===== EXERCISE TEXT =====
- Tornadoes in six US states damaged industrial facilities, rail lines, and killed at least 90 people.
- The rare December storms highlighted the growing risk of climate change to supply chains.
- Data shows extreme weather and natural disasters have become more frequent and intense since 2000.
A massive storm caused dozens of tornadoes to rip through six midwest states this weekend. Authorities say the extreme storms were responsible for at least 90 deaths, and dozens of people are still being searched for. Their out-of-season timing in December has wide-ranging repercussions for supply chains and risk management.
As severe weather becomes more common, no matter the month, organizations have been forced to prepare for more frequent and severe natural disasters across the US. The annual cost of disruptions to supply chains from natural disasters has risen to $95 billion in 2020. The frequency and intensity of weather and climate disaster events costing over $1 billion each have also grown since 2000. There were 22 events in 2020, a new record.
Industrial facilities affected by the tornadoes include a candle-making factory in Mayfield, Kentucky, and the collapse of an Amazon warehouse in Edwardsville, Illinois. Both were operating night shifts in response to an increase of holiday orders, and have been criticized for doing so during inclement weather.
Supply chain disruptions caused by unseasonal weather touch every industry. Extreme heat, lower rainfall, and insect outbreaks have been linked to negative impacts on the availability of major food crops, manufacturing, the transportation of goods, and employee productivity. But the disruptions from the tornadoes worsen supply chain issues that were already strained due to the COVID-19 pandemic.
===== DATA EXTRACTS =====
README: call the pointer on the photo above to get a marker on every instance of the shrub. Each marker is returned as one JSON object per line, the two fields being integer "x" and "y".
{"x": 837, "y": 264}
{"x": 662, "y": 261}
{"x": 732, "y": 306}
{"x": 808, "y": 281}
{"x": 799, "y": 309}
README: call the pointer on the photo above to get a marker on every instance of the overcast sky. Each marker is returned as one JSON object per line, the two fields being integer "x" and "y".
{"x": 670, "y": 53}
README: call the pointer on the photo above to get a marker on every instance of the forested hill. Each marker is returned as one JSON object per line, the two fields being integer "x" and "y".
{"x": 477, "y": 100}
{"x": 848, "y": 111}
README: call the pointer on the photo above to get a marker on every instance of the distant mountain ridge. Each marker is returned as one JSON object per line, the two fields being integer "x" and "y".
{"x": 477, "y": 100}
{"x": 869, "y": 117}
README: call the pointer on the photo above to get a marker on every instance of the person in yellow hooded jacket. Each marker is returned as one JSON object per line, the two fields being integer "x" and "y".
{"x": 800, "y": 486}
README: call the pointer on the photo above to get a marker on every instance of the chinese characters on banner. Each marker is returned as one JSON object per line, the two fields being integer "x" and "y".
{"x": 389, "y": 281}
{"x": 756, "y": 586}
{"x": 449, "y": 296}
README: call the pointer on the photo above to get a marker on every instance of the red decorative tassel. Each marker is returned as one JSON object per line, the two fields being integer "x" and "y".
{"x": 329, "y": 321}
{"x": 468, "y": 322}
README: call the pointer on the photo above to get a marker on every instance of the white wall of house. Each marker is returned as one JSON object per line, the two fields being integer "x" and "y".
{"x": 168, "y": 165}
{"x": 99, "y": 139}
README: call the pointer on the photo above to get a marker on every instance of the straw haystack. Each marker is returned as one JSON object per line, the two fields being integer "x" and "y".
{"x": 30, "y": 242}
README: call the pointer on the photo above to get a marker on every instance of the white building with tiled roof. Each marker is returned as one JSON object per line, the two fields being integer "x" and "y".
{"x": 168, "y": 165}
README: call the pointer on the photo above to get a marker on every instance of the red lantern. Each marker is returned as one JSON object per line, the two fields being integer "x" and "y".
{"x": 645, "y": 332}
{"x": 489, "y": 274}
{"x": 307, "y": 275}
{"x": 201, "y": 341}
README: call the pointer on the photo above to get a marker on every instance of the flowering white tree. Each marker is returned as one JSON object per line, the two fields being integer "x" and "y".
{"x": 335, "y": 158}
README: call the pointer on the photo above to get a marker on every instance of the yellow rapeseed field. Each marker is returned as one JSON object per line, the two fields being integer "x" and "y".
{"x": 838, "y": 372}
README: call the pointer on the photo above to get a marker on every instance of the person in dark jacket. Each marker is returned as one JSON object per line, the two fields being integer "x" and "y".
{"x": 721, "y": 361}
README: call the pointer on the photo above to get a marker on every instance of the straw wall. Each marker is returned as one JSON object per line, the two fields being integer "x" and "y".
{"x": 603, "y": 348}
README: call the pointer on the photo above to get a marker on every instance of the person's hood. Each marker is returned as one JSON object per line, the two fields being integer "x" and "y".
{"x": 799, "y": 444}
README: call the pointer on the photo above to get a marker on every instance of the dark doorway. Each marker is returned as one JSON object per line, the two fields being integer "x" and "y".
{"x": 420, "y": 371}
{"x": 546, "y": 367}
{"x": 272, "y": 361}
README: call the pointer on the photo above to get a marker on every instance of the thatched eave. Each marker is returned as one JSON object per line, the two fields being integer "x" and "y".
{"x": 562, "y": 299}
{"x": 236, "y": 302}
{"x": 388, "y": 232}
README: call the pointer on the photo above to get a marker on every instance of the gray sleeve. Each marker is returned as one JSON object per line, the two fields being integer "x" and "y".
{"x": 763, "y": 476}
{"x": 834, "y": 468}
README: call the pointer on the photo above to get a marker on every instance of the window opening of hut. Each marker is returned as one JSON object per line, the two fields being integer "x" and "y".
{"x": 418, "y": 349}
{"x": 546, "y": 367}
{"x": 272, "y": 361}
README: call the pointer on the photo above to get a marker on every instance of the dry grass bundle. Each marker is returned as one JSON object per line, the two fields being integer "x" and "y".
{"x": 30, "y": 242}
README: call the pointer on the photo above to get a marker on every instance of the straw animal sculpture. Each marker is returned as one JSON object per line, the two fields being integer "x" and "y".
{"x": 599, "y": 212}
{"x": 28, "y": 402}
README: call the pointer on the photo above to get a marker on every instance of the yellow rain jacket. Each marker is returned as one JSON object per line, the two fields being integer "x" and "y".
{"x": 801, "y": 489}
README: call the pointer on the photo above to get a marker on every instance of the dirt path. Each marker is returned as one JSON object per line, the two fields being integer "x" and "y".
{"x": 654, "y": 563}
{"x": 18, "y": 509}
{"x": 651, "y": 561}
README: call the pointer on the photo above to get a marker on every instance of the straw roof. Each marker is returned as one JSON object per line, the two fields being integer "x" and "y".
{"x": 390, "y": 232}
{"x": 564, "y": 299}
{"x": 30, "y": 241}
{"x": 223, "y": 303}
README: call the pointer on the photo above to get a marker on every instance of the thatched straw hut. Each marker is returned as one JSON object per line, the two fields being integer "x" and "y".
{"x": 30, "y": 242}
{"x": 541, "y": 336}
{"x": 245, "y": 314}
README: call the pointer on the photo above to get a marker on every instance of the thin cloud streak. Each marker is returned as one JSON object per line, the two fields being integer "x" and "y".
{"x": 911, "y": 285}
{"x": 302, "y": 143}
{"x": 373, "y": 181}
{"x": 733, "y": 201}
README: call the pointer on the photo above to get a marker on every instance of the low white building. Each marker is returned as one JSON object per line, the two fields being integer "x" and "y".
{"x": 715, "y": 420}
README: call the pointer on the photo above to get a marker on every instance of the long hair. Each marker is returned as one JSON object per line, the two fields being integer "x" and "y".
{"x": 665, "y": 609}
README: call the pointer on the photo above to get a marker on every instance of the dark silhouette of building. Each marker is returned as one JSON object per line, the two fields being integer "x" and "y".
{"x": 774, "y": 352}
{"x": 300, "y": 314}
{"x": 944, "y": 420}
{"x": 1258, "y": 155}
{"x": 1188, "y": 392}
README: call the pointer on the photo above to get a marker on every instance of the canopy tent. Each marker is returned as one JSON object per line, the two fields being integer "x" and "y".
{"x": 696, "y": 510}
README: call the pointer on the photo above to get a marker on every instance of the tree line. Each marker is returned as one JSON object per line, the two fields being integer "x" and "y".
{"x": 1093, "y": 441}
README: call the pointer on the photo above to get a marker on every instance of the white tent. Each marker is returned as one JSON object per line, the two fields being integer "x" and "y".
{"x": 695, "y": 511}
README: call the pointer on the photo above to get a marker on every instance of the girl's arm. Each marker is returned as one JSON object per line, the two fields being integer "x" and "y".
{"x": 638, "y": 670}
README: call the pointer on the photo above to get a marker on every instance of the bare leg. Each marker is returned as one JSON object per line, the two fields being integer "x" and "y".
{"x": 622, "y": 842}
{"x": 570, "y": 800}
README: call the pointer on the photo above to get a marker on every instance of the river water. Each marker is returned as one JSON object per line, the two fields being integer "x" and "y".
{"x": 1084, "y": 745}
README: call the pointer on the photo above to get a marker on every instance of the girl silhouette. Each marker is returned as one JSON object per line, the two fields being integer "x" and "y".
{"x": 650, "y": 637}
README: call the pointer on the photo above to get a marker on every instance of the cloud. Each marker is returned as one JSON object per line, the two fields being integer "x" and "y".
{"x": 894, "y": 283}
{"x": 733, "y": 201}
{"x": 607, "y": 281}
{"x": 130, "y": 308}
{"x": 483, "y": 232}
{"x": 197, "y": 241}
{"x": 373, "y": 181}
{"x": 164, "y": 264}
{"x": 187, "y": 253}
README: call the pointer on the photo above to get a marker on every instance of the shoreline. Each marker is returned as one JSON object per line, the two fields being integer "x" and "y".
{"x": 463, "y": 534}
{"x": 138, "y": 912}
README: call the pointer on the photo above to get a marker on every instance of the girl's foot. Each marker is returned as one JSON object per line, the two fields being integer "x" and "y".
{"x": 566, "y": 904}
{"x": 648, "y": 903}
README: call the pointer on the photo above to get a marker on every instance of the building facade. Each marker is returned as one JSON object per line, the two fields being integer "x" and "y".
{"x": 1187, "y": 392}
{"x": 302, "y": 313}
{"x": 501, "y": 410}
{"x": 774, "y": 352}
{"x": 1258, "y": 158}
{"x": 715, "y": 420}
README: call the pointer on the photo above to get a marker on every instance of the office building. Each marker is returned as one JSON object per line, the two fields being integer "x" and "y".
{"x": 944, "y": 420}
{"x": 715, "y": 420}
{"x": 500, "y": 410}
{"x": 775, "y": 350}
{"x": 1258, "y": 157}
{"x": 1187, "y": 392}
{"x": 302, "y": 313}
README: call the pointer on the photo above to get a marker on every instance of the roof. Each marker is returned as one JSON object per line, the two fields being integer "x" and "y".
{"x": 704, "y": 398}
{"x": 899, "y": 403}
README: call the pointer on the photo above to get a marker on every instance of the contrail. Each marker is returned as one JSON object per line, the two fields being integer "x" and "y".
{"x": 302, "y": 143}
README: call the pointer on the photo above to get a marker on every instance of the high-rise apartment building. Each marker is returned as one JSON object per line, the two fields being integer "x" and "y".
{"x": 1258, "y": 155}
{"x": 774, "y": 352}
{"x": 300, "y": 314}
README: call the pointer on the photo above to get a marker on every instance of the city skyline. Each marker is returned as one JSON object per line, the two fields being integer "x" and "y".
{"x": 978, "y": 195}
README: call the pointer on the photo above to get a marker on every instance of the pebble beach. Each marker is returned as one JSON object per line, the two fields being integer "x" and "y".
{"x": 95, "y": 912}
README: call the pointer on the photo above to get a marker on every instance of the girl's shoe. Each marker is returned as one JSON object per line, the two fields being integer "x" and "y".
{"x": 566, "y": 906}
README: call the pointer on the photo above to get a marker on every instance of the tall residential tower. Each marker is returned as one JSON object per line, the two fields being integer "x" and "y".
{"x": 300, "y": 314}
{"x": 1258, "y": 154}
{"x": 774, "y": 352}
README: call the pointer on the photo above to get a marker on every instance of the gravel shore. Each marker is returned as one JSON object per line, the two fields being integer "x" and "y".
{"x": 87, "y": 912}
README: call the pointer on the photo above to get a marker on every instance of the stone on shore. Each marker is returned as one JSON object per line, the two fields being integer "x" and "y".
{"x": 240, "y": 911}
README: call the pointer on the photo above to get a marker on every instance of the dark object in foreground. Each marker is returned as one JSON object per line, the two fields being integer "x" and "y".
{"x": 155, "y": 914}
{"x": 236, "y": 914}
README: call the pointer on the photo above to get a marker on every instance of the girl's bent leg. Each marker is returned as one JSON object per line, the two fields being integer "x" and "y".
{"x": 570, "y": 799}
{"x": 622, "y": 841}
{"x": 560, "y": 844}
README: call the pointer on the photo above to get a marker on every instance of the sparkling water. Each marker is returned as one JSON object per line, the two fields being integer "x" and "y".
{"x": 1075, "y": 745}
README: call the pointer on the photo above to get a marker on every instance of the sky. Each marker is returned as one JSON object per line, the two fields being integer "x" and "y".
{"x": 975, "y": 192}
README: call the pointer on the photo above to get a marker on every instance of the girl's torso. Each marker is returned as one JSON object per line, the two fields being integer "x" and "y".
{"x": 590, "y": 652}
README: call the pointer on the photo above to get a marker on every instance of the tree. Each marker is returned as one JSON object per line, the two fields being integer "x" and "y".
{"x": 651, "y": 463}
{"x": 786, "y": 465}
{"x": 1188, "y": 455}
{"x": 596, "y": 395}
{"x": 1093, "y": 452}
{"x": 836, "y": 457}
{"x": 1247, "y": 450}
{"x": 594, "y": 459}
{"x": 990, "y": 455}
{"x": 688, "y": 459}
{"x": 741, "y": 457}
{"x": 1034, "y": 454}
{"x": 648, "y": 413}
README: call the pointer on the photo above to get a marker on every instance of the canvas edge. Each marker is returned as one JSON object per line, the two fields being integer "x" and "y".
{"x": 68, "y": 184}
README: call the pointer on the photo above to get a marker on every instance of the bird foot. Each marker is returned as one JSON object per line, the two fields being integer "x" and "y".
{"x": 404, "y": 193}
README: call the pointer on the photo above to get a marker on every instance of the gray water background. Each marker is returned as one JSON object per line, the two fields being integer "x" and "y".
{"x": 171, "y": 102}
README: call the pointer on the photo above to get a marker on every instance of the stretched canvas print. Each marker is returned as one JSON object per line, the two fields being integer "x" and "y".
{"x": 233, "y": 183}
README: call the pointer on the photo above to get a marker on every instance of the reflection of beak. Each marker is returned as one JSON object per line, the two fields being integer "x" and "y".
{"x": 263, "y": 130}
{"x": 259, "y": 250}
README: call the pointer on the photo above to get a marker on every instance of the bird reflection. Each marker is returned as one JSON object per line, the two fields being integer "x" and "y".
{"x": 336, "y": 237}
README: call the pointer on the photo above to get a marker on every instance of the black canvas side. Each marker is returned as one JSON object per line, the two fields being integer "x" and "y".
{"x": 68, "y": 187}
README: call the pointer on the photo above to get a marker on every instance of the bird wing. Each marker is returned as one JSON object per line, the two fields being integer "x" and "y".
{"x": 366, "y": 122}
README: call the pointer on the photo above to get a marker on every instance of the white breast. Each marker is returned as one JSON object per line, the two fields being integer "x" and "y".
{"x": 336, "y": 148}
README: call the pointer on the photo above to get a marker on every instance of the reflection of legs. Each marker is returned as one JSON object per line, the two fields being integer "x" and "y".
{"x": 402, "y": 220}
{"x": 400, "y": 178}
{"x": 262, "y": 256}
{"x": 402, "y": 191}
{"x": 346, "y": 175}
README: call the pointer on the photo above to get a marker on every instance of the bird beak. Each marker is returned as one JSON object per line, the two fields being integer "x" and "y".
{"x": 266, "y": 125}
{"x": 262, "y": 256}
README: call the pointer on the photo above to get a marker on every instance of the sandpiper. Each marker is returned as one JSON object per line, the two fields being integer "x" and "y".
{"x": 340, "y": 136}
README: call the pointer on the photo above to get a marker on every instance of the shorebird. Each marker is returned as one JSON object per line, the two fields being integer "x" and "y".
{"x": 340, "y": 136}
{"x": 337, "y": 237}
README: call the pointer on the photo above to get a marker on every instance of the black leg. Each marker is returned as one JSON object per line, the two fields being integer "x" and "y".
=====
WORK INSTRUCTION A
Decide whether each statement agrees with the tornado article. Answer yes or no for each, and quote the article's deciding words.
(i) Supply chain disruptions from natural disasters cost $95 billion in 2020.
(ii) The candle-making factory and the Amazon warehouse were both located in Kentucky.
(iii) In 2020, weather and climate disasters costing over $1 billion each were fewer than in any earlier year since 2000.
WORK INSTRUCTION B
According to the tornado article, why were the Mayfield factory and the Edwardsville warehouse running night shifts when the storms hit?
Use only the tornado article and draw on nothing else.

RESPONSE A
(i) Yes: "The annual cost of disruptions to supply chains from natural disasters has risen to $95 billion in 2020."
(ii) No: "a candle-making factory in Mayfield, Kentucky, and the collapse of an Amazon warehouse in Edwardsville, Illinois"
(iii) No: "There were 22 events in 2020, a new record."

RESPONSE B
Both facilities were running night shifts because holiday orders had increased.